= Object location annotation data =
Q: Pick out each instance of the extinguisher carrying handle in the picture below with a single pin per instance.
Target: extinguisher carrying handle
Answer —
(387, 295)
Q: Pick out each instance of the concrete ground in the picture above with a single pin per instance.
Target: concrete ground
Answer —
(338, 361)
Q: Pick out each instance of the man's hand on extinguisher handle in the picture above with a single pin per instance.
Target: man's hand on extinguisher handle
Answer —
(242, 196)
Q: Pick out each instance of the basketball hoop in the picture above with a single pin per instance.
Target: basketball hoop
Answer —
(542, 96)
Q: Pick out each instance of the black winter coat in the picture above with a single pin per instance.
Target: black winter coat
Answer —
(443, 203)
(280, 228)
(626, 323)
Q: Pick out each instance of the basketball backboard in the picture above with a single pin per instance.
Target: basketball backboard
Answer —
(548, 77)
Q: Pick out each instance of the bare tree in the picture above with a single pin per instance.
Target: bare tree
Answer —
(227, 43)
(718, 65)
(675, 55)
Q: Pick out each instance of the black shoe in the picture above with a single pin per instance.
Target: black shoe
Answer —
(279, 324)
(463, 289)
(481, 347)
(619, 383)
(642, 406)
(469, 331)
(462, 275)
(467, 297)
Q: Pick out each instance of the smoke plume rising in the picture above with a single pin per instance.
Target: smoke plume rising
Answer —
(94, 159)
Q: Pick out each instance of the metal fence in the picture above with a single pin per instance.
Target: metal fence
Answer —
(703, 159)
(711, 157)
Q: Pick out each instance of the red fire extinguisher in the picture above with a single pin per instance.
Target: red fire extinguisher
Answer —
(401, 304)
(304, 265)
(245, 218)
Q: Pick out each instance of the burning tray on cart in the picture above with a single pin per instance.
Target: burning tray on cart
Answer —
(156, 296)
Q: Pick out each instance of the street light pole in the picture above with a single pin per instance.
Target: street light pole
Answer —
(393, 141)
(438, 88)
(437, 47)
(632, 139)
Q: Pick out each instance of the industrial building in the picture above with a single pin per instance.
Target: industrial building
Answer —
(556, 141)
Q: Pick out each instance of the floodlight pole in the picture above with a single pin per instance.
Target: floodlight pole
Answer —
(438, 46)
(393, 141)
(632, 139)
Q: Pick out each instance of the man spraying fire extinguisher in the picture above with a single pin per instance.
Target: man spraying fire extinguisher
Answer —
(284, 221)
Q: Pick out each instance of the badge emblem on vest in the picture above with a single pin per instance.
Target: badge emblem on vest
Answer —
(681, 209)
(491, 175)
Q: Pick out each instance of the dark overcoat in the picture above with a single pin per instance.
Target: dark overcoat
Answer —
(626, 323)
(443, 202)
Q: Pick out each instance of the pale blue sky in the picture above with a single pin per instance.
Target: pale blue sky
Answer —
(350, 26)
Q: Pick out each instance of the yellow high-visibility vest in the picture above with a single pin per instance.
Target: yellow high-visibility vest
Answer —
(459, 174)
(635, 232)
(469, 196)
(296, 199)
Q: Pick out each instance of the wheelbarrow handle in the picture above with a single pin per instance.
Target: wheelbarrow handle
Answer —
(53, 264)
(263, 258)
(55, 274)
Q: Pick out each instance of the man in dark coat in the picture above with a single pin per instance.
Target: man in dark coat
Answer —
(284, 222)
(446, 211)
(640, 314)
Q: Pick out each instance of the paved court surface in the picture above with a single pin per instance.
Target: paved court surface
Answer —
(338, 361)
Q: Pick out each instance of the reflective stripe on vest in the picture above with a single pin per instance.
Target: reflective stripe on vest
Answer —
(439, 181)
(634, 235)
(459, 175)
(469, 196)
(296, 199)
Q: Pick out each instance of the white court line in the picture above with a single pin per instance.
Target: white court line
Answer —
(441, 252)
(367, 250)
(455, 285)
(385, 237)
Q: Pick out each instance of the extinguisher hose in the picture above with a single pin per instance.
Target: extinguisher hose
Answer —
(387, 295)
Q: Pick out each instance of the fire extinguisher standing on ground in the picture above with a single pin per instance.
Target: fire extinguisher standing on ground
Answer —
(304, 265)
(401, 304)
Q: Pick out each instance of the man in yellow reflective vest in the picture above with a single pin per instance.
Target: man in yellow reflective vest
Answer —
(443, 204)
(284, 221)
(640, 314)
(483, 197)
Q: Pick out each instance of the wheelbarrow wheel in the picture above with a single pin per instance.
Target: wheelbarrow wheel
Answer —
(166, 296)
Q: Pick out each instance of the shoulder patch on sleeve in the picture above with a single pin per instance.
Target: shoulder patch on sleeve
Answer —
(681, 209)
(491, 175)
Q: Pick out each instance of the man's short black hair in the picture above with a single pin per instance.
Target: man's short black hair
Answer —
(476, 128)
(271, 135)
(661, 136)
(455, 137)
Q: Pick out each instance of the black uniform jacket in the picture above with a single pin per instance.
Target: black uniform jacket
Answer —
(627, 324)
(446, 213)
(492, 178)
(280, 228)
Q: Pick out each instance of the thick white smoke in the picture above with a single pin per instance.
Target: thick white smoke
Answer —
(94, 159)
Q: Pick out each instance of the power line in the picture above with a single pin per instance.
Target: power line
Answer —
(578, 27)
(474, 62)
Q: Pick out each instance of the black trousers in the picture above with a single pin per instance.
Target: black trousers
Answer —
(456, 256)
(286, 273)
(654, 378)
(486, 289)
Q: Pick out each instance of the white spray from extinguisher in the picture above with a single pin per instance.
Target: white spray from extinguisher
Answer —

==

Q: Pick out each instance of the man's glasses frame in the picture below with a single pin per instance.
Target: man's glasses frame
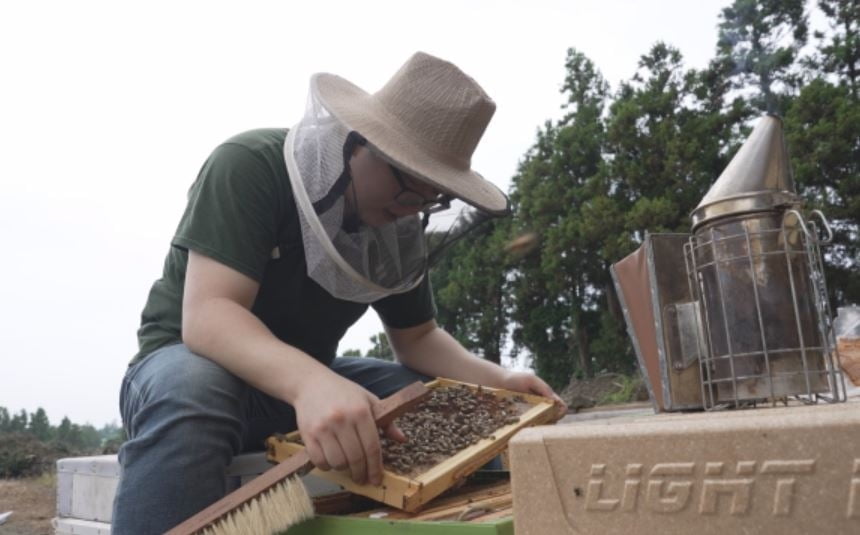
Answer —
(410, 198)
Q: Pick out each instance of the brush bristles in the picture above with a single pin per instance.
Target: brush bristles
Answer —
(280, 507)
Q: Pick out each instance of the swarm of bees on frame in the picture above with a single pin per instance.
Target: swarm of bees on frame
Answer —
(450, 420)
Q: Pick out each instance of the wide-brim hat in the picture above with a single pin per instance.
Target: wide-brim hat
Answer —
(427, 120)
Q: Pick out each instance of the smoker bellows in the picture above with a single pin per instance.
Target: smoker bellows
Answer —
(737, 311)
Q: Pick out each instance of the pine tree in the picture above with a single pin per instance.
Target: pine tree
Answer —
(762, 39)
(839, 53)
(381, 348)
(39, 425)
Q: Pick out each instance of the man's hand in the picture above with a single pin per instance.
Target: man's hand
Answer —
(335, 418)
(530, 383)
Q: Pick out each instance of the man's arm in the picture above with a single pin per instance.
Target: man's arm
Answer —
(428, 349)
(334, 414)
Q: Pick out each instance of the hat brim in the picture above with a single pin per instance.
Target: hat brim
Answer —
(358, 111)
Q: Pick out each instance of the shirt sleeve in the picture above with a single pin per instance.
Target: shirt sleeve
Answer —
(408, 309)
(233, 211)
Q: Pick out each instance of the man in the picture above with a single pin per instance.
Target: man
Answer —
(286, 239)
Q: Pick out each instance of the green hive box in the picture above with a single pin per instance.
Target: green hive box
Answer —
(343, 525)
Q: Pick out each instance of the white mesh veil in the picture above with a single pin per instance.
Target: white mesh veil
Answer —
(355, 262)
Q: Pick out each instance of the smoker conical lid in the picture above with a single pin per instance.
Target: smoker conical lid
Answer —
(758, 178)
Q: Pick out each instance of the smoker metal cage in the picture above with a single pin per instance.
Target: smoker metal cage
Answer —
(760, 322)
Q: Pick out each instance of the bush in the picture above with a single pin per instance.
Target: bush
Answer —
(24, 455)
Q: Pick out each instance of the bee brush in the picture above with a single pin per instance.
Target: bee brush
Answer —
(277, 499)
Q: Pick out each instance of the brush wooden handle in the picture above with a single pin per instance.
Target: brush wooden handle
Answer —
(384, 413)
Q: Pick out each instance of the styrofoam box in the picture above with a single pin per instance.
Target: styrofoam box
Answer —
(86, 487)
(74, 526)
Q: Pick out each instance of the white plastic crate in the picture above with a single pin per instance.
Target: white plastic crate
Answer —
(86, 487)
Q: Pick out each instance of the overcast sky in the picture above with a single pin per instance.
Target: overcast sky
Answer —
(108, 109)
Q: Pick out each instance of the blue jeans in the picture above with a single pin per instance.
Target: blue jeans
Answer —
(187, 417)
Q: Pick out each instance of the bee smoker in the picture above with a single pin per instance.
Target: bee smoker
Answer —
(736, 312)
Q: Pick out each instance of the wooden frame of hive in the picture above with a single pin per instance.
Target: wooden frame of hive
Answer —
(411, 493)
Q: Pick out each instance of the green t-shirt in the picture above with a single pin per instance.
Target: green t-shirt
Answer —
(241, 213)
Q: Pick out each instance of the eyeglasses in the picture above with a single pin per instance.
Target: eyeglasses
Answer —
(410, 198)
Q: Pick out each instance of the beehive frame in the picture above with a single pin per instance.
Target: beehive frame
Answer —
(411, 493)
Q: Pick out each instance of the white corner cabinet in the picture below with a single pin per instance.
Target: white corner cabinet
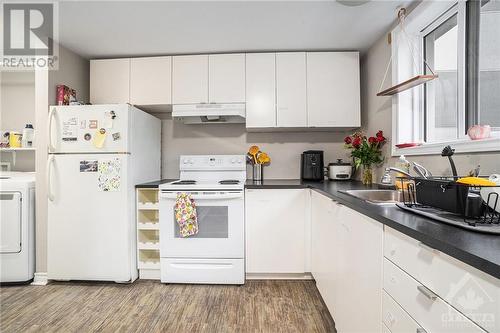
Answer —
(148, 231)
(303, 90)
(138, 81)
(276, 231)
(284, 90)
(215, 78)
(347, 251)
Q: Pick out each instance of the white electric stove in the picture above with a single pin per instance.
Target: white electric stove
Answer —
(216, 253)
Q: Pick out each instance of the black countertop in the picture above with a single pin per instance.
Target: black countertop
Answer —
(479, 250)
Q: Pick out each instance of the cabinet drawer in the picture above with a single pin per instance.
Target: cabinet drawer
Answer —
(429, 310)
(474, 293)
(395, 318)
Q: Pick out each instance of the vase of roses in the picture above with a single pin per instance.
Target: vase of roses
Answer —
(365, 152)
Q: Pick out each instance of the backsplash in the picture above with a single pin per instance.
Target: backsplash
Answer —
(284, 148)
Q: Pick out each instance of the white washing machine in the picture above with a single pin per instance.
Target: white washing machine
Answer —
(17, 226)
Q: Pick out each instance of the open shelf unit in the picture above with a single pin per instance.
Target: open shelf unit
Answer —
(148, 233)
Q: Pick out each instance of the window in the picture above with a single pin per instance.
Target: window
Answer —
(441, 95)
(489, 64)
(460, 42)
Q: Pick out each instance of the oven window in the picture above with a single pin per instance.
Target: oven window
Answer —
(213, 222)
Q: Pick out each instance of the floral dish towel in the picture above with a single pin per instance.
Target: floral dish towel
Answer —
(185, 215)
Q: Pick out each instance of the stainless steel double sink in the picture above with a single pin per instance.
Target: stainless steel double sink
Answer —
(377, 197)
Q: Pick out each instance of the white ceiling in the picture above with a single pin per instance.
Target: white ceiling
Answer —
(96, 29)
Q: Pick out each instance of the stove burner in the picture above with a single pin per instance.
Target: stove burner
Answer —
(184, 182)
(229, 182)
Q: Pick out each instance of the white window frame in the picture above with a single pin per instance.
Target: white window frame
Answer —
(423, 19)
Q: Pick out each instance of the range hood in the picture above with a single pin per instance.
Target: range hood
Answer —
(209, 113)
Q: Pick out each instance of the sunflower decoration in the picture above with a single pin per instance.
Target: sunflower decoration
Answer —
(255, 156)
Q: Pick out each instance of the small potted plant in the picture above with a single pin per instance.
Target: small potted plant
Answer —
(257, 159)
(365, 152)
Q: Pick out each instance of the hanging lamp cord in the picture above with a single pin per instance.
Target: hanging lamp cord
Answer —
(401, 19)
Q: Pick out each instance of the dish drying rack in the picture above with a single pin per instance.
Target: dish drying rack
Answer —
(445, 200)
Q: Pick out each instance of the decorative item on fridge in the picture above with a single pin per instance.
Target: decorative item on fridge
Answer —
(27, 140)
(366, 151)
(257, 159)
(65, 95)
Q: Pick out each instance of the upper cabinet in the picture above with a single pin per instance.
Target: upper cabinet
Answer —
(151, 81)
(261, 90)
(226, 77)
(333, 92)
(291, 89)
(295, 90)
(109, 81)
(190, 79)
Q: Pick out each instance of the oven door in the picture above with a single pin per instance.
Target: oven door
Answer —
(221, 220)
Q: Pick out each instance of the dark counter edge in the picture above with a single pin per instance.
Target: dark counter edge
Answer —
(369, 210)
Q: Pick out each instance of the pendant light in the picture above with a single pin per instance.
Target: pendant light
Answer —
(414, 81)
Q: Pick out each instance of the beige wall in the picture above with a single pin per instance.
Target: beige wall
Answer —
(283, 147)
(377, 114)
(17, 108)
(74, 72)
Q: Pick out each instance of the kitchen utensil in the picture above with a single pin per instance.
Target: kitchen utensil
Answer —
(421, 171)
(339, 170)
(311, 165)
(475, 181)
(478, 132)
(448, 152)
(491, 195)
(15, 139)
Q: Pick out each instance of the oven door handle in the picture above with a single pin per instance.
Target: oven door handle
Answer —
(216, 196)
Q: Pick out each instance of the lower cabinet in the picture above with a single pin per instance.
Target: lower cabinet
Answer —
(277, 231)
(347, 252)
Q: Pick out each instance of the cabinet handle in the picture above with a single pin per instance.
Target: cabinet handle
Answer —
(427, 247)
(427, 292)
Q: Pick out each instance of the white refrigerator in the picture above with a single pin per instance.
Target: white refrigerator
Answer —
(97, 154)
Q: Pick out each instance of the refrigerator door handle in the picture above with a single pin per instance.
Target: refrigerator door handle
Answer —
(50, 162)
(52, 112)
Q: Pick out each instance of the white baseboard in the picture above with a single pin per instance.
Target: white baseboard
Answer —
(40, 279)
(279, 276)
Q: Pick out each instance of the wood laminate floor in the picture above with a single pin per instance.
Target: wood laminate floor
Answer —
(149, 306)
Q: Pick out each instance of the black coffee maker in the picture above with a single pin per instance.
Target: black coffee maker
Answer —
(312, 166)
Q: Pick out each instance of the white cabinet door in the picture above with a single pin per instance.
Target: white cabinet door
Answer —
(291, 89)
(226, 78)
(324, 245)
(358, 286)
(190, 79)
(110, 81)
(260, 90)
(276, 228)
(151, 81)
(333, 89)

--

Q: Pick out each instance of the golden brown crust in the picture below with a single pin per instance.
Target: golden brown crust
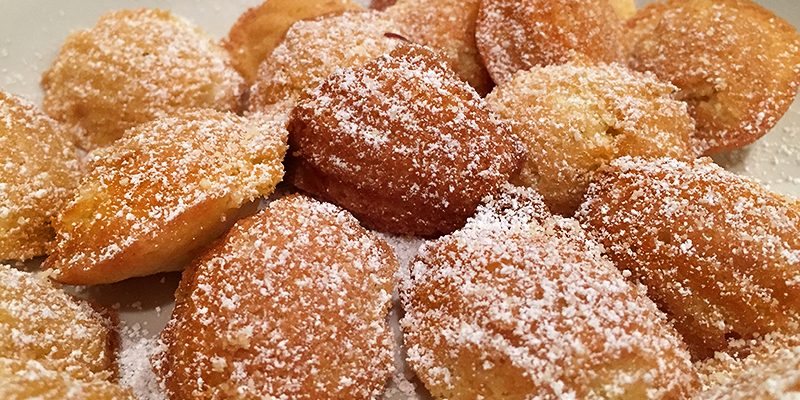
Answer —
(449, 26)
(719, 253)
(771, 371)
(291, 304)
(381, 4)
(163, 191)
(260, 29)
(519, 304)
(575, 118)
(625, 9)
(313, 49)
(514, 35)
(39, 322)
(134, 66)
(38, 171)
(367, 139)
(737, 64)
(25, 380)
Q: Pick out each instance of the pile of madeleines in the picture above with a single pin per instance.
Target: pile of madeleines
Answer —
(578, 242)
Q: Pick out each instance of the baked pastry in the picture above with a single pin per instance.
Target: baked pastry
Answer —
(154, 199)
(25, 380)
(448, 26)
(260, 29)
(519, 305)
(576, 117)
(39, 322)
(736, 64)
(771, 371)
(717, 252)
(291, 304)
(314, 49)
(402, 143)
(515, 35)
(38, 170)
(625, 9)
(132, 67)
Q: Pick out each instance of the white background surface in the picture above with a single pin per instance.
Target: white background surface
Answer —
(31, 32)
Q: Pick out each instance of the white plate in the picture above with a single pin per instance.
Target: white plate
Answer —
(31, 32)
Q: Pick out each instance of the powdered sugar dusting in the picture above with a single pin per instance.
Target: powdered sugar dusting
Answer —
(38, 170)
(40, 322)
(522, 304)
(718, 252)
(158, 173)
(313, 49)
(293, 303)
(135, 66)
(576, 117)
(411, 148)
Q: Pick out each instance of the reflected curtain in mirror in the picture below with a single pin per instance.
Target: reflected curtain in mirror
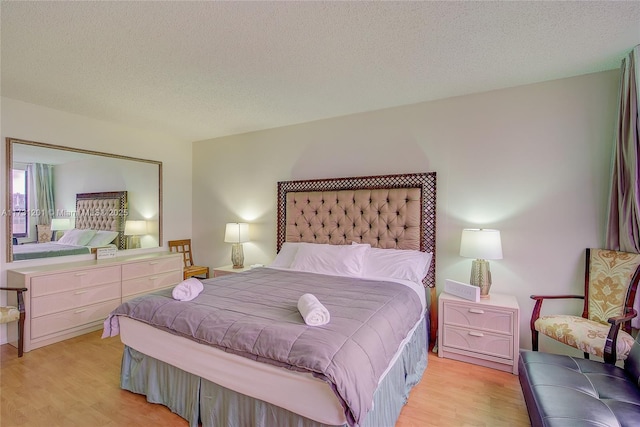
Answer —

= YOUR INSTRUCTIONS =
Please filter the material above down to every line that contains the word "uniform", and copy those lines unchanged.

= COMPLETED EXERCISE =
Q: Pick out each instance of the black uniform jacket in the picture above with a single pin per instance.
Target: black uniform jacket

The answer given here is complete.